Assigned task —
A verbatim repetition of the data below is requested, without images.

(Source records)
========================================================================

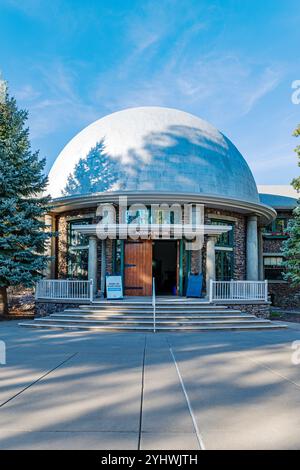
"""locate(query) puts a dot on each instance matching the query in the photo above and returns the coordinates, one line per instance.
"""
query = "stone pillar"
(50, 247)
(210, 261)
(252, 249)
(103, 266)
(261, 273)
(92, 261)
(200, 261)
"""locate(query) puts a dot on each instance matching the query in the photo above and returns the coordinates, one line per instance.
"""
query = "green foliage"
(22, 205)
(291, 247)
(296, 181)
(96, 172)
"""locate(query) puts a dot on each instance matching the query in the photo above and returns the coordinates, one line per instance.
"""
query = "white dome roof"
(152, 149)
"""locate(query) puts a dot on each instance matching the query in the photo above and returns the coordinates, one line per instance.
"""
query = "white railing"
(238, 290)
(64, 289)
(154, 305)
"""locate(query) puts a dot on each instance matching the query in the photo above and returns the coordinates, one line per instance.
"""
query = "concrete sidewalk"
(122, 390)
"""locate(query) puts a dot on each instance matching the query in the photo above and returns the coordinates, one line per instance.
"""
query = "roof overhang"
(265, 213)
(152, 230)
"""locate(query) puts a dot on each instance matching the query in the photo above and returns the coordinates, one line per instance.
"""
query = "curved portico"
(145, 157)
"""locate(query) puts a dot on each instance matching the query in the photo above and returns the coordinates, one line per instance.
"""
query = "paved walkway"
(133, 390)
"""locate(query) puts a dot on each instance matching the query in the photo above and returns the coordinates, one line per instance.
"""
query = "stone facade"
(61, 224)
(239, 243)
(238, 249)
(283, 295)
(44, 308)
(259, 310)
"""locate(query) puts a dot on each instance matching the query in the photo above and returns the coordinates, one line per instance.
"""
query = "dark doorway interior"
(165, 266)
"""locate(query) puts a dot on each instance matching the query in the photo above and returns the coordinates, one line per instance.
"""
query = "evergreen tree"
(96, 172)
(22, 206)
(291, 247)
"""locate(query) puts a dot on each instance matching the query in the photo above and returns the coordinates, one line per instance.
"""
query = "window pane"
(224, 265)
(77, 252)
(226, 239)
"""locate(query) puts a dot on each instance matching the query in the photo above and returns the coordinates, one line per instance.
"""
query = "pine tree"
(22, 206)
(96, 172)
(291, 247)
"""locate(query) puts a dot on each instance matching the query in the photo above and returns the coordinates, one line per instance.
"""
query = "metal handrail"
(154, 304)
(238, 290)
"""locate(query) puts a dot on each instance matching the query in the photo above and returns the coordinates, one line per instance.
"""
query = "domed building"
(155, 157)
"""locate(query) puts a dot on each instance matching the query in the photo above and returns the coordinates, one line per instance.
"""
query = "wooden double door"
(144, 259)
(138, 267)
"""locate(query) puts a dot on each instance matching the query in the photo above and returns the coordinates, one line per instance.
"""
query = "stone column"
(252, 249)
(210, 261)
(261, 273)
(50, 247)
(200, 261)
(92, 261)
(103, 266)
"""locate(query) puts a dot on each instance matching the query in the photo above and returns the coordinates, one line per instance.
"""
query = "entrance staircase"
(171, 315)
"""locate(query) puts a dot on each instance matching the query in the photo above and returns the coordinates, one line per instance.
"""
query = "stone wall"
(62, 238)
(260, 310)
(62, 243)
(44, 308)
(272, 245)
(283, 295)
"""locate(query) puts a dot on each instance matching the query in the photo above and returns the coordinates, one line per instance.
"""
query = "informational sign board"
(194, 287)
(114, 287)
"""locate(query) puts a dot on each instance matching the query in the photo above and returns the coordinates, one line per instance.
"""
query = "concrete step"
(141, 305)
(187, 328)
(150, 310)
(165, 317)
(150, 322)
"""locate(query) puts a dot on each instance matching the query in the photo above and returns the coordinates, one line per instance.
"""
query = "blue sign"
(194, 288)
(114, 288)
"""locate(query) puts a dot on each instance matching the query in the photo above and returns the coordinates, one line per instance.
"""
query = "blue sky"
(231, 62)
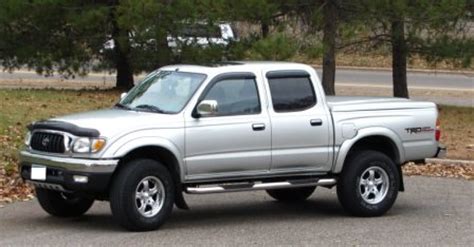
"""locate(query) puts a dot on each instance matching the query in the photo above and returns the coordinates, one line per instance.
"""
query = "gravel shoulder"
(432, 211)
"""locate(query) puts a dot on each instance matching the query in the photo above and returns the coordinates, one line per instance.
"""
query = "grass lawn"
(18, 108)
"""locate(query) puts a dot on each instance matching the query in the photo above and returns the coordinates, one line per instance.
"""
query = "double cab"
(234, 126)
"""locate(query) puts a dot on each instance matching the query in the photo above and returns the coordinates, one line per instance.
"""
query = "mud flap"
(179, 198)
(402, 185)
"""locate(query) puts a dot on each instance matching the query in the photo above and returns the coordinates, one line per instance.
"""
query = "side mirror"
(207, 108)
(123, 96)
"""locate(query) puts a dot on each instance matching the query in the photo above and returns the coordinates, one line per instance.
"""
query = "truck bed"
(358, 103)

========================================================================

Reply to the task —
"""locate(query) puts a dot on each instance matching the query in the photo above and returns the coordinates, one line per instance.
"""
query = "stone pillar"
(50, 247)
(210, 261)
(252, 249)
(103, 266)
(261, 273)
(92, 261)
(200, 261)
"""locate(query) puts a dot on each instance matching the query in the photo above and returns the coordinates, one line per instance.
"""
query = "green foliage"
(22, 205)
(291, 247)
(296, 181)
(96, 172)
"""locate(query) puts a dot on each instance matching the query in the photo above and returns the coordinates, one line per instance.
"""
query = "white dome roof"
(152, 149)
"""locate(query) puts a dot on each instance matching the query in the photo above and returns the coordinates, one line per instance.
"""
query = "white railing"
(238, 290)
(64, 289)
(154, 305)
"""locate(query) puts a dot on each instance matching the query in the photo above and returns the coordinates, one line per instance.
"""
query = "concrete sidewalk"
(122, 390)
"""locate(query) puts a dot on each instance matching the query in the photo above and returns the coordinates, one line per instance.
"""
query = "roof overhang"
(265, 213)
(152, 230)
"""locate(query) puts a dot on each instance matching the query in the photo above and returns the coordinates, one line per instance.
"""
query = "curved portico"
(145, 157)
"""locate(query) puts a dot on each instance matching the query in the photo above and returns the coordinates, one line per instance.
"""
query = "paved walkway"
(133, 390)
"""locate(query) puts a dot on each instance matching the query in the photo above and returns the coordinates, one line per instance.
"""
query = "stone facade"
(61, 224)
(239, 243)
(238, 249)
(283, 295)
(44, 308)
(259, 310)
"""locate(query) puts a dot on each instance matching the query in the photo above and returns the coordinates, one line per instance.
"""
query = "dark doorway interior"
(165, 266)
"""locate(query) puts a dot on each instance matching the query in the photo above and returns the coordinates, one line per instance.
"""
query = "evergreen tree"
(96, 172)
(22, 206)
(291, 247)
"""locate(query) puts a dot on each instance matching the query in the photo above and returns the coordinates, one line per instance.
"""
query = "window pane"
(224, 265)
(77, 252)
(226, 239)
"""locate(query) puts a dot on each instance matching the query in the photo above and returns the coordinates, one line per instance.
"""
query = "pine tree"
(22, 206)
(96, 172)
(291, 247)
"""locate(query) puts a dot on each instance matching the query in the photo above and returns the coordinates, one line per instance.
"""
query = "metal handrail"
(154, 304)
(238, 290)
"""locate(query) puts a dot on each instance matching the query in the photo above and returns the coordinates, one line per instance.
"""
query = "domed building"
(155, 157)
"""locate(query) puts a dot on each instance matching the query in the photo above and returns the coordinates, one line per instance.
"""
query = "wooden double door"
(144, 259)
(138, 267)
"""locate(query) puts a dot on each instance matching the query in the photo above and returns the coordinates, one line per instance.
"""
query = "stone column"
(252, 249)
(210, 261)
(261, 273)
(50, 247)
(200, 261)
(92, 261)
(103, 266)
"""locate(query) puts a dot on each instance matching the query in the photo above and returns the coordinates, one line per instance.
"""
query = "entrance staircase"
(171, 315)
"""locate(query) puts a dot on each instance matching the query in the photo above and returns the coordinates, one line per instance.
"""
query = "stone wall"
(62, 238)
(260, 310)
(62, 243)
(44, 308)
(272, 245)
(283, 295)
"""locate(query) puts a dot on each instance matching the query in the photo above and returns the coordinates, one line per instance.
"""
query = "informational sign board"
(194, 287)
(114, 287)
"""locate(query) puts a dot on each instance matching the query in the photo above and returns the coordinates, one line per instance.
"""
query = "concrete step"
(141, 305)
(187, 328)
(150, 310)
(165, 317)
(150, 322)
"""locate(query) puts a dot on each instance matching the query in the photo above and returns the coordinates, one line per instance.
"""
query = "blue sign"
(194, 288)
(114, 288)
"""locate(query) puts a dot on each instance matching the query in the photo above and returns the coordinates, one line per instance.
"""
query = "blue sky"
(231, 62)
"""locate(query) puts a dot on each instance matching the query in the photo above and returns the coordinates, one line per instance.
"""
query = "gravel shoulder"
(432, 211)
"""locate(query) puts a dot on each instance matching the query in the photo above and returns the coordinates, one line per instance.
"""
query = "grass lawn"
(18, 108)
"""locate(query) puts a dot on each instance matching the query in the photo above and returns the coordinates, one line per instance.
"""
query = "double cab"
(234, 126)
"""locate(query) puts a dot on each instance matching the query in the photo above and returns the coordinates, one line per instance.
"""
query = "mud flap"
(179, 198)
(402, 185)
"""locate(query) puts a dot on each instance matching the query in the photo above and returns the coordinates, one line per instance.
"""
query = "side mirror"
(207, 108)
(123, 96)
"""locate(query) puts a dot on each instance matching the query in the photo above and returns the coordinates, one line per instance.
"""
query = "truck bed"
(358, 103)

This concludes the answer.